Document excerpt:
Re: Additional SQL metrics

Denis Magda Mon, 06 Mar 2017 15:03:43 -0800

Summarized the discussion updating ticket’s description:
https://issues.apache.org/jira/browse/IGNITE-4757


—
Denis

> On Mar 3, 2017, at 11:14 AM, Dmitriy Setrakyan <dsetrak...@apache.org> wrote:
> 
> On Fri, Mar 3, 2017 at 11:07 AM, Denis Magda <dma...@apache.org> wrote:
> 
>> What you’re saying should be default behavior. Plus, we can add a special
>> parameter that will gather metrics for queries executed longer that N.
>> 
> 
> Agree. I thought we already have that in some form. I remember seeing a
> warning for long queries in the log.
> 
> 
>> 
>> —
>> Denis
>> 
>>> On Mar 3, 2017, at 11:01 AM, Dmitriy Setrakyan <dsetrak...@apache.org>
>> wrote:
>>> 
>>> Hm... as a user I would be interested to know that, say, 95% of my
>> "select
>>> * from sometable where..." query executes under 10ms or so.
>>> 
>>> I think holding some history is important and is not that hard to
>> implement.
>>> 
>>> D.
>>> 
>>> On Fri, Mar 3, 2017 at 10:55 AM, Denis Magda <dma...@apache.org> wrote:
>>> 
>>>> Sergey, agree, good point!
>>>> 
>>>> Igniters, any other thoughts before we wrap up the discussion updating
>> the
>>>> ticket content?

Available data:

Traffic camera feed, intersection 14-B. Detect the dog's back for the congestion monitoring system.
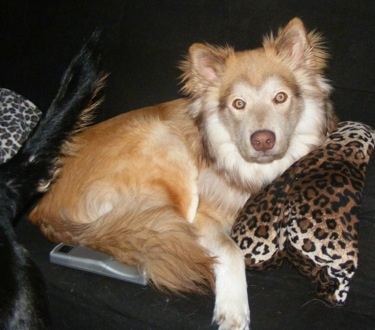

Exercise description:
From the SQL metrics thread, write out the passage that begins at the words "Summarized the discussion" and stops after "longer that N.".

Exercise result:
Summarized the discussion updating ticket’s description:
https://issues.apache.org/jira/browse/IGNITE-4757


—
Denis

> On Mar 3, 2017, at 11:14 AM, Dmitriy Setrakyan <dsetrak...@apache.org> wrote:
> 
> On Fri, Mar 3, 2017 at 11:07 AM, Denis Magda <dma...@apache.org> wrote:
> 
>> What you’re saying should be default behavior. Plus, we can add a special
>> parameter that will gather metrics for queries executed longer that N.